TASK STATEMENT
List each line of the data that holds the string "cabin", please.

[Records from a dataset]
%%

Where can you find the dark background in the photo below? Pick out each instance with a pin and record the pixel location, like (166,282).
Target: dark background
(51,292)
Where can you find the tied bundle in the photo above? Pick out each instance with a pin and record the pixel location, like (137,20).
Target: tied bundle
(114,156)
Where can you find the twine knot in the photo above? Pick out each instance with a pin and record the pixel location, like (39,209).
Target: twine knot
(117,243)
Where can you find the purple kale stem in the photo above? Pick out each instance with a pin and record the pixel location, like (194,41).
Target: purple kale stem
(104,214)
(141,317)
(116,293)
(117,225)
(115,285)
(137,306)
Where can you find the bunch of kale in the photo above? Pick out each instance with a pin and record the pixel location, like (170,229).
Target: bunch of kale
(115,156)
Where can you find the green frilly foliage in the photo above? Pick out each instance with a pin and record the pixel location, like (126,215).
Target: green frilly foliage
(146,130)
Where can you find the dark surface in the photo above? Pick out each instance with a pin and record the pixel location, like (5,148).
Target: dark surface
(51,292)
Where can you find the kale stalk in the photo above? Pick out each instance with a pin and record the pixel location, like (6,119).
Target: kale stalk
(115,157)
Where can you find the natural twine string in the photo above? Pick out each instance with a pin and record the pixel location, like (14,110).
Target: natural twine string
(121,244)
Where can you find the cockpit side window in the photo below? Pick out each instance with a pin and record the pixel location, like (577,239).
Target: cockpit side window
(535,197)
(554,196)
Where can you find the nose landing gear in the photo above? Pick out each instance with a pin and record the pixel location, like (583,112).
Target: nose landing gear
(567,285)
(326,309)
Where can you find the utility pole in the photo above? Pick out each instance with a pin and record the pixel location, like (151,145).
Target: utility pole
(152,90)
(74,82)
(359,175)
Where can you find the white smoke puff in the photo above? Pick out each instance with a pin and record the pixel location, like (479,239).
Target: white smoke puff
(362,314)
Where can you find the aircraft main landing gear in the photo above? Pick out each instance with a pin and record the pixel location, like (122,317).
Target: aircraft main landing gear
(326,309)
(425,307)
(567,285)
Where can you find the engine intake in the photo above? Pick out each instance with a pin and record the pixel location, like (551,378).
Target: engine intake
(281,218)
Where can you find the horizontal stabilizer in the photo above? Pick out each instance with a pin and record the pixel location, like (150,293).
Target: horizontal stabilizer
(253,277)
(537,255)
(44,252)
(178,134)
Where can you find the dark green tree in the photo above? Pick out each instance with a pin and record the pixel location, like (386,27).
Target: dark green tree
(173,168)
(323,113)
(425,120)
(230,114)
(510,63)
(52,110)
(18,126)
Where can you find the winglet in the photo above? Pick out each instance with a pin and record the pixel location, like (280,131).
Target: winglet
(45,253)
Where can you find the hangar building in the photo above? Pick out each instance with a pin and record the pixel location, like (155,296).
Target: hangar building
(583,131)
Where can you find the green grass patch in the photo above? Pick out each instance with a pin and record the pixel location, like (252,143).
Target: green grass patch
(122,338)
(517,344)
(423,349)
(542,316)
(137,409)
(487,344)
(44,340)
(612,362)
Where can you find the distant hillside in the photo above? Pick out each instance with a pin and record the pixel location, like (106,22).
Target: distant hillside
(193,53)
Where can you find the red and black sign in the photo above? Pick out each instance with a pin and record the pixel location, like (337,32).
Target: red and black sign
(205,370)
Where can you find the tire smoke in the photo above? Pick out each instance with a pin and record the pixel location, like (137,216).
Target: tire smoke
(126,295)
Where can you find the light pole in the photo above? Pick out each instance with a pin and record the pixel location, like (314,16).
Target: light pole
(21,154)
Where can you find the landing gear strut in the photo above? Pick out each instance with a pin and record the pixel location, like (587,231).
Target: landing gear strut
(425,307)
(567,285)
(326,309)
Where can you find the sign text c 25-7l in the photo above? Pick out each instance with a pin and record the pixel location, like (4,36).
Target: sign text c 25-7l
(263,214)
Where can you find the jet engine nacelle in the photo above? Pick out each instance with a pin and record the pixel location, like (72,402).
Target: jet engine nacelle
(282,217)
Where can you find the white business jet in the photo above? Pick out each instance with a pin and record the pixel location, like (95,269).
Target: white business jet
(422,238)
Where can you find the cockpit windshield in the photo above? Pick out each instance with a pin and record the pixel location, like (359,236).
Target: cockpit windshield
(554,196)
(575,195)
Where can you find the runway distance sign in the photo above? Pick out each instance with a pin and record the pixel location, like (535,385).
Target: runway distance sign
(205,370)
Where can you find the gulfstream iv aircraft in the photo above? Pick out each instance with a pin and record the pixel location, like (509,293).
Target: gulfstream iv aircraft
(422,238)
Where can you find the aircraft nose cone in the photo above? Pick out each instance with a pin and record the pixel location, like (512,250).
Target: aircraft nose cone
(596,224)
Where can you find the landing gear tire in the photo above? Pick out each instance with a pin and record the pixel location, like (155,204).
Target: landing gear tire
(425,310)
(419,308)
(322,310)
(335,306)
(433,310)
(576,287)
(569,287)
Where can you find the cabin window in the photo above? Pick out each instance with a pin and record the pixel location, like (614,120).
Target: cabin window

%%

RESULT OF THIS TASK
Where can you find the cabin window in the photo above? Pick out each instance with a pin and record the pixel location, like (614,120).
Target: cabin window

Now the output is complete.